### SOURCE:
::::::

MapConfig config = MapConfig.builder()
    .completionConfig(CompletionConfig.builder()
        .minSuccessful(15)           // Succeed if at least 15 items succeed
        .toleratedFailureCount(5)    // Fail after 5 failures
        .build())
    .build();

MapResult<ProcessedItem> results = context.map(
    "process-items",
    items,
    (ctx, item, index) -> {
        // Processing that might fail
        if (item % 7 == 0) {
            throw new RuntimeException("Item " + item + " failed");
        }
        return new ProcessedItem(item, true);
    },
    config
);

return results.getResults();

Using context operations in map functions

Call steps, waits, or other operations inside map functions:

// Coming soon...
from aws_durable_execution_sdk_python import durable_step, StepContext

@durable_step
def fetch_user_data(step_context: StepContext, user_id: str) -> dict:
    """Fetch user data from external service."""
    return {"user_id": user_id, "name": "Jane Doe", "email": "jane_doe@example.com"}

@durable_step
def send_notification(step_context: StepContext, user: dict) -> dict:
    """Send notification to user."""
    return {"sent": True, "email": user["email"]}

def process_user(
    context: DurableContext,
    user_id: str,
    index: int,
    user_ids: list[str]
) -> dict:
    """Process a user by fetching data and sending notification."""
    # Use steps within the map function
    user = context.step(fetch_user_data(user_id))
    notification = context.step(send_notification(user))
    return {"user_id": user_id, "notification_sent": notification["sent"]}

@durable_execution
def handler(event: dict, context: DurableContext) -> dict:
    """Process multiple users using context operations within map functions."""
    user_ids = ["user_1", "user_2", "user_3"]

    result = context.map(user_ids, process_user)
    # Convert to dict for JSON serialization (BatchResult is not JSON serializable)
    return result.to_dict()
// Coming soon...

Filtering and transforming results

Access individual results from the BatchResult:

// Coming soon...
def check_inventory(
    context: DurableContext,
    product_id: str,
    index: int,
    products: list[str]
) -> dict:
    """Check if a product is in stock."""
    # Check if product is in stock
    return {"product_id": product_id, "in_stock": True, "quantity": 10}

@durable_execution
def handler(event: dict, context: DurableContext) -> list[str]:
    product_ids = ["prod_1", "prod_2", "prod_3", "prod_4"]

    # Get all inventory results
    batch_result = context.map(product_ids, check_inventory)

    # Filter to only in-stock products
    in_stock = [
        r.result["product_id"]
        for r in batch_result.results
        if r.result["in_stock"]
    ]

    return in_stock
// Coming soon...

↑ Back to top

Best practices

Use descriptive names - Name your map operations for easier debugging: context.map(items, process_item, name="process_orders").

Control concurrency for external calls - When calling external APIs, use max_concurrency to avoid rate limits.

::::::

### STORED DATA:
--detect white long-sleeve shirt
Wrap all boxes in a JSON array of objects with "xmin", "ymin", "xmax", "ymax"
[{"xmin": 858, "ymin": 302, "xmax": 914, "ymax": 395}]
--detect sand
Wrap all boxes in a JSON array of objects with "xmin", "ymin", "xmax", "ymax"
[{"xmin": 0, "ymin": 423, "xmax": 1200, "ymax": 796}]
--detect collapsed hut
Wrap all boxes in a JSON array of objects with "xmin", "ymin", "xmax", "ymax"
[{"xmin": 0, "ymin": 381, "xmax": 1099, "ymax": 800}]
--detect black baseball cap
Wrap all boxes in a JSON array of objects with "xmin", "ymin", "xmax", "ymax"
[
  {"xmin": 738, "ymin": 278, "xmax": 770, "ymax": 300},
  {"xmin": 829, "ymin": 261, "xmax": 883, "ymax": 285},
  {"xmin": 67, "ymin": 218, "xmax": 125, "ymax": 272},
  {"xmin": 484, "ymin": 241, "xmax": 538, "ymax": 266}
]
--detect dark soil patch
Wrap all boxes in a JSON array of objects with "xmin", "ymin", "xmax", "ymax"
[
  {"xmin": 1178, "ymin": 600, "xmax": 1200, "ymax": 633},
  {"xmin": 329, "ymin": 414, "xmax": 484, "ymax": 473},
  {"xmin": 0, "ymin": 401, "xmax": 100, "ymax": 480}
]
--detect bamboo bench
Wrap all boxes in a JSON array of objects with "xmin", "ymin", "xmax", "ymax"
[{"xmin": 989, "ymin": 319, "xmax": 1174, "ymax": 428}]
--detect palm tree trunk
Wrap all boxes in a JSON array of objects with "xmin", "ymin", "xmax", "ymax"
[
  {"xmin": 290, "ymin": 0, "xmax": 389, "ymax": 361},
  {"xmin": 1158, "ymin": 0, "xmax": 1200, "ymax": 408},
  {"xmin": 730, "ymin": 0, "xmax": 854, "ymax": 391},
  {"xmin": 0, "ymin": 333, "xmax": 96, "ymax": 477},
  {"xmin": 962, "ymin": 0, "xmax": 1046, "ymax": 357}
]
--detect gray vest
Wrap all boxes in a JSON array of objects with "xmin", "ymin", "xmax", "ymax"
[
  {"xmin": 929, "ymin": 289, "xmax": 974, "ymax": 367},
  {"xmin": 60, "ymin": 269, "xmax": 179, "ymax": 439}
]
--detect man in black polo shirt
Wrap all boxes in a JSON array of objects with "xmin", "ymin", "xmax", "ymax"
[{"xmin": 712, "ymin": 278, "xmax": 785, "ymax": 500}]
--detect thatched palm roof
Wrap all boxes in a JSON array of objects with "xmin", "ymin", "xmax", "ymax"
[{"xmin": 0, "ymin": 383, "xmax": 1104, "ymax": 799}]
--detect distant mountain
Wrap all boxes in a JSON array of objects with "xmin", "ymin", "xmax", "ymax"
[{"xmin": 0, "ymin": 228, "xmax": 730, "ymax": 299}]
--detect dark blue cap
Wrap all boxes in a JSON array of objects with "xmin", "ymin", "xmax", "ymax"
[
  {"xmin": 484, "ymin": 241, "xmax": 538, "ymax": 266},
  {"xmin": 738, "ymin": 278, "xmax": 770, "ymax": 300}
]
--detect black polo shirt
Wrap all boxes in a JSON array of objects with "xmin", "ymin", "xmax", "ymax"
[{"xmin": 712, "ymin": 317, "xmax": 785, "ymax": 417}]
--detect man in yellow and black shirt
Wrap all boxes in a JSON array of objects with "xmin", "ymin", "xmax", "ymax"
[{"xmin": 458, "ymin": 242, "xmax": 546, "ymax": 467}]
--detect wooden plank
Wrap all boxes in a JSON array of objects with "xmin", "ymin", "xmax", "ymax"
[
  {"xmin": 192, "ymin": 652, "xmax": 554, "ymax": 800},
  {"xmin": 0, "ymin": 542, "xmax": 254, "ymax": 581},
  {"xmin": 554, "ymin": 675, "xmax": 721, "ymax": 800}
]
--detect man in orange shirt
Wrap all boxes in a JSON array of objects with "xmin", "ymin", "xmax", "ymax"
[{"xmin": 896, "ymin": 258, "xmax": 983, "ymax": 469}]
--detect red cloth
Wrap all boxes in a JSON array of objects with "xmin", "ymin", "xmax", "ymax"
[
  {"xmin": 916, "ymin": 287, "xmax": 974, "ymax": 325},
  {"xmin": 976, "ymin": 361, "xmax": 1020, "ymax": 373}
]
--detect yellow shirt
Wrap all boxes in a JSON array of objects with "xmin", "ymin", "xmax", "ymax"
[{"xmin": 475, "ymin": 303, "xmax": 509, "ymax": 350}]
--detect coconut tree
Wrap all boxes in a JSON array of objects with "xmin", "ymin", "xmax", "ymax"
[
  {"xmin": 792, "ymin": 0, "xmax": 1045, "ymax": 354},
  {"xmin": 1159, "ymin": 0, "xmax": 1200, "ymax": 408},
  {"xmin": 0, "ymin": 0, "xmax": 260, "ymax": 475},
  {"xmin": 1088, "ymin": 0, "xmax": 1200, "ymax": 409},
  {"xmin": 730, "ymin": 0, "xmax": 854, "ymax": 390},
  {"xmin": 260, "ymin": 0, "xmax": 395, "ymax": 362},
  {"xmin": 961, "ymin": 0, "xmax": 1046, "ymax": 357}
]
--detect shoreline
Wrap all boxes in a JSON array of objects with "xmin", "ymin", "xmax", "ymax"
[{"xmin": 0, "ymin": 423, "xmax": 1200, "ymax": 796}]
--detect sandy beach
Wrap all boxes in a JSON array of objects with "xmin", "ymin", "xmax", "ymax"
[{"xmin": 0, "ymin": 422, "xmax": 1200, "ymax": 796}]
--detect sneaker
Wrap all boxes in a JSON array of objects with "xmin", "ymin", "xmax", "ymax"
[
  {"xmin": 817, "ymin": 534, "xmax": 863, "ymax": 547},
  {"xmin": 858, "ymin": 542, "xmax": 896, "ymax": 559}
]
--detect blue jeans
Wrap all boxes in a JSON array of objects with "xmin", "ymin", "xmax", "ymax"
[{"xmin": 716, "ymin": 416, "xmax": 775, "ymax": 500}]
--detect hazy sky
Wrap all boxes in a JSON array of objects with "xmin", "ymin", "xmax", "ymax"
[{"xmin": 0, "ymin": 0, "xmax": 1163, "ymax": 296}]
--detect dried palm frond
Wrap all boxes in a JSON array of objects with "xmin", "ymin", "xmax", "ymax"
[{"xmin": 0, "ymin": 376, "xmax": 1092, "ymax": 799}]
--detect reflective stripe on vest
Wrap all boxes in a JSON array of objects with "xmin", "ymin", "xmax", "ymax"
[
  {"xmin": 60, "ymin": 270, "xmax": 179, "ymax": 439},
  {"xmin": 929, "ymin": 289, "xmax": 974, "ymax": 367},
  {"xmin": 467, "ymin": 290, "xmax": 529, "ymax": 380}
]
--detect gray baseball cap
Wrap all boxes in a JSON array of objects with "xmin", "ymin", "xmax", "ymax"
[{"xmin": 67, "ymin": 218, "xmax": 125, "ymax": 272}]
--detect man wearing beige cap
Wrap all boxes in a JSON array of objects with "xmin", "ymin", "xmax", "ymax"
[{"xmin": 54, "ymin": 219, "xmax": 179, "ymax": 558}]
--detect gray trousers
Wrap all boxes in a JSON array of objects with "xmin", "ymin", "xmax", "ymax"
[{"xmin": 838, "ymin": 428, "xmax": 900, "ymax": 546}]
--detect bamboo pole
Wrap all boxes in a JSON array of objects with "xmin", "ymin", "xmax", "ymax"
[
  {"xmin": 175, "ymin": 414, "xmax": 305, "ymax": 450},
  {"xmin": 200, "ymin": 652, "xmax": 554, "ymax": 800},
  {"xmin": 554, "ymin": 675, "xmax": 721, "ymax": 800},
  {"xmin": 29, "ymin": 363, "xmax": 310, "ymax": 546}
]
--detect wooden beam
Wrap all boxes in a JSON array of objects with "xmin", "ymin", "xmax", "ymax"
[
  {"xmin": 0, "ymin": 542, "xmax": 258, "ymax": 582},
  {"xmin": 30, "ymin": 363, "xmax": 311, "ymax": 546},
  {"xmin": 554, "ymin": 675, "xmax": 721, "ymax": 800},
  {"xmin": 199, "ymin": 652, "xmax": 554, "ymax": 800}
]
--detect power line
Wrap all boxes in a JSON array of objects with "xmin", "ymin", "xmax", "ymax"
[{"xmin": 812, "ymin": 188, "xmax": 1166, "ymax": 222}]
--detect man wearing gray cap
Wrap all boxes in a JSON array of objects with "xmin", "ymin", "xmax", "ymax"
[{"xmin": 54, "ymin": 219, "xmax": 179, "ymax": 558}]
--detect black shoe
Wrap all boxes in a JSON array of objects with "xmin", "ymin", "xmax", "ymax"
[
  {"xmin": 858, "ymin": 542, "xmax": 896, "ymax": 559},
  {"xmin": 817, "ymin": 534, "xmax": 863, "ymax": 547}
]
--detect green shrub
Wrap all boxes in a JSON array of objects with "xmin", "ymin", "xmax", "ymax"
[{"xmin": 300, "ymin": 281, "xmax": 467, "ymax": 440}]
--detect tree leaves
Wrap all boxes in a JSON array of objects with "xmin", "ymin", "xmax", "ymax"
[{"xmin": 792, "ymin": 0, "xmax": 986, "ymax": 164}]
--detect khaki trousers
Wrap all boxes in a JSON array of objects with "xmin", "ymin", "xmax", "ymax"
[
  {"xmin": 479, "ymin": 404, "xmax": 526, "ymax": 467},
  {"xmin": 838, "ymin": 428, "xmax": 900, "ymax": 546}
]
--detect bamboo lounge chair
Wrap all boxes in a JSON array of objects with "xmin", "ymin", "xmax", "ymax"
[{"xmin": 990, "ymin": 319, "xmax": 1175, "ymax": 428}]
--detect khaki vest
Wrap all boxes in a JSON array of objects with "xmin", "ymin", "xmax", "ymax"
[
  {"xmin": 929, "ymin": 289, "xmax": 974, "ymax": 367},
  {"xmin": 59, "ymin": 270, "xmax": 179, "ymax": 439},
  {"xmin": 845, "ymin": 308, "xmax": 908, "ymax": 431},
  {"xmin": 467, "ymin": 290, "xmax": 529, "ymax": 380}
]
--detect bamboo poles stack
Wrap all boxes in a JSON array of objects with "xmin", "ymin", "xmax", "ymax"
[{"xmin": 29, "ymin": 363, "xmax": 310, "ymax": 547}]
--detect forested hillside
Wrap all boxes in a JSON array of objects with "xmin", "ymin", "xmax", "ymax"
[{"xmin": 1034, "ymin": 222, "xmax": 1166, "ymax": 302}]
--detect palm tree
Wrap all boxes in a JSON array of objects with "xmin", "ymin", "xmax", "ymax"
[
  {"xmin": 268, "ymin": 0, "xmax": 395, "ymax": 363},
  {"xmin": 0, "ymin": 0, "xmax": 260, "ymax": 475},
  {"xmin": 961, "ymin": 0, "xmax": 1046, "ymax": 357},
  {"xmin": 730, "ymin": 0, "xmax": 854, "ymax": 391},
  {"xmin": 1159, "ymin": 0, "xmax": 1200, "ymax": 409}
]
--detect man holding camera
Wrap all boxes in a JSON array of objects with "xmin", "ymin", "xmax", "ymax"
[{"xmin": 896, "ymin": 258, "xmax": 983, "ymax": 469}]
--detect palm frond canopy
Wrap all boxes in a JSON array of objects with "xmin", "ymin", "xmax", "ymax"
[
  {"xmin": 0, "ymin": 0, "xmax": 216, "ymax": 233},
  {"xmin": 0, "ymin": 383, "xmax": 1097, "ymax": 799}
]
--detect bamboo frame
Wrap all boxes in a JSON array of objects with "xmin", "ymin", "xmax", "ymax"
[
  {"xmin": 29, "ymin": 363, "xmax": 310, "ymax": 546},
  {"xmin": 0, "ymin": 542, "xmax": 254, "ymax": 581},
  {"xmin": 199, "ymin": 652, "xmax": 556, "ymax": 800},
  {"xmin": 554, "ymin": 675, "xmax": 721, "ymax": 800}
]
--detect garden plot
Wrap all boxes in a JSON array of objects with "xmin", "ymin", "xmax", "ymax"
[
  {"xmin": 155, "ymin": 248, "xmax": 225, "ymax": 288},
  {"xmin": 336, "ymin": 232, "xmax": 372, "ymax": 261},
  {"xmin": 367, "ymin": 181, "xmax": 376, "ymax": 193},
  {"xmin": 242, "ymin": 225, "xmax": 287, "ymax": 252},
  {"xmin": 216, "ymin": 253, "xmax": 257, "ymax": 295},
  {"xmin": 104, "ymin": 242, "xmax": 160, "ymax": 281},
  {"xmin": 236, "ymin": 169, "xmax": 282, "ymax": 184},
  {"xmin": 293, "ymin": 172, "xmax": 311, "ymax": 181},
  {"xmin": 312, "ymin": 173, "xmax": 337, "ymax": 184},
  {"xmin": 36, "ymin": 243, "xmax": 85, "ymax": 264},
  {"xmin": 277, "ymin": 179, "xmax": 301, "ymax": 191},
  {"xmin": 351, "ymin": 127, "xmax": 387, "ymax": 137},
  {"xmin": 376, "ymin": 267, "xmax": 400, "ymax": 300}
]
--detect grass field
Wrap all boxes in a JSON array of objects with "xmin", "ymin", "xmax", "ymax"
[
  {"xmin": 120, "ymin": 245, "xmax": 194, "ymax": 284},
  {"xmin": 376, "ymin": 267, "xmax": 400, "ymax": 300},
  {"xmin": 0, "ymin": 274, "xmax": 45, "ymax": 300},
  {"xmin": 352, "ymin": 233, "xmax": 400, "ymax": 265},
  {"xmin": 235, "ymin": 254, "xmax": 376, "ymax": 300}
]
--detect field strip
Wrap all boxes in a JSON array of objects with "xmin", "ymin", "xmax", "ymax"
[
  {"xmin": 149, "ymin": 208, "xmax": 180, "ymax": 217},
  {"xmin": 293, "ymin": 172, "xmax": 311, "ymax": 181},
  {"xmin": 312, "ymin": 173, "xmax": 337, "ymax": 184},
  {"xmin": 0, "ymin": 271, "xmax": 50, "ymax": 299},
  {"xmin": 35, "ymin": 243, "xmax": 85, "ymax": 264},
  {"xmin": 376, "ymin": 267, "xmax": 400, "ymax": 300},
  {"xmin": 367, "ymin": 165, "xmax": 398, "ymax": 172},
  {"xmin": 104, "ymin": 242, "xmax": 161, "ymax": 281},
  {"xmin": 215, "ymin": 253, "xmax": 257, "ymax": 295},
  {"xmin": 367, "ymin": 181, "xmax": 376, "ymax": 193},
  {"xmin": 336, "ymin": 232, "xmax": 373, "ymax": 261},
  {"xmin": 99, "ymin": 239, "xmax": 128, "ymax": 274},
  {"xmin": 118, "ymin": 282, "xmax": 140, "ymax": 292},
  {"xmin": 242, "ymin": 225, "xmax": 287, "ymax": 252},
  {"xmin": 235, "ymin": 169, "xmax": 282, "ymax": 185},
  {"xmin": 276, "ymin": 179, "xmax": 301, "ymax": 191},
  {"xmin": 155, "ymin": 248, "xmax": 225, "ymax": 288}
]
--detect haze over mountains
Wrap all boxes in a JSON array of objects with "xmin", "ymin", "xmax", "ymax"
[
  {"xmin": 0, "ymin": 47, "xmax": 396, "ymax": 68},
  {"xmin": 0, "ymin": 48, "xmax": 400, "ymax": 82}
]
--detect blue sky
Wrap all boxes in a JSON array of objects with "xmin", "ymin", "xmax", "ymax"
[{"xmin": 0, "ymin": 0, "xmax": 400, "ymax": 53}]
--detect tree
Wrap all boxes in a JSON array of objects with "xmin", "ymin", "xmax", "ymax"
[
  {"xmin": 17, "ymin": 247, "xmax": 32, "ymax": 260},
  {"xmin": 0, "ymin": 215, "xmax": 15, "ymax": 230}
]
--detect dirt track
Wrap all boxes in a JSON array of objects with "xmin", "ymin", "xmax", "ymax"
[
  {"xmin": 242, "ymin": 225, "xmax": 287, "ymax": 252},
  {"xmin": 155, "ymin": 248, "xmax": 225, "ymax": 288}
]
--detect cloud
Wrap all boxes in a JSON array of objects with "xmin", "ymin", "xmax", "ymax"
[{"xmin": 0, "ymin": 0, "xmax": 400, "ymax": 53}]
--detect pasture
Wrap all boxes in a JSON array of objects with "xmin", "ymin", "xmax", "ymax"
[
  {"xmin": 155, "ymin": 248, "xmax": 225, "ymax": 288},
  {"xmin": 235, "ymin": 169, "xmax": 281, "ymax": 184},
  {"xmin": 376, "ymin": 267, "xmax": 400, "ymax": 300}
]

::::::

### WHAT TO PRODUCE:
Repeat everything from "notification = context.step(send_notification(user))" down to "result = context.map(user_ids, process_user)" in the map operations excerpt above, character for character.

### OUTPUT FOR THIS TASK:
notification = context.step(send_notification(user))
    return {"user_id": user_id, "notification_sent": notification["sent"]}

@durable_execution
def handler(event: dict, context: DurableContext) -> dict:
    """Process multiple users using context operations within map functions."""
    user_ids = ["user_1", "user_2", "user_3"]

    result = context.map(user_ids, process_user)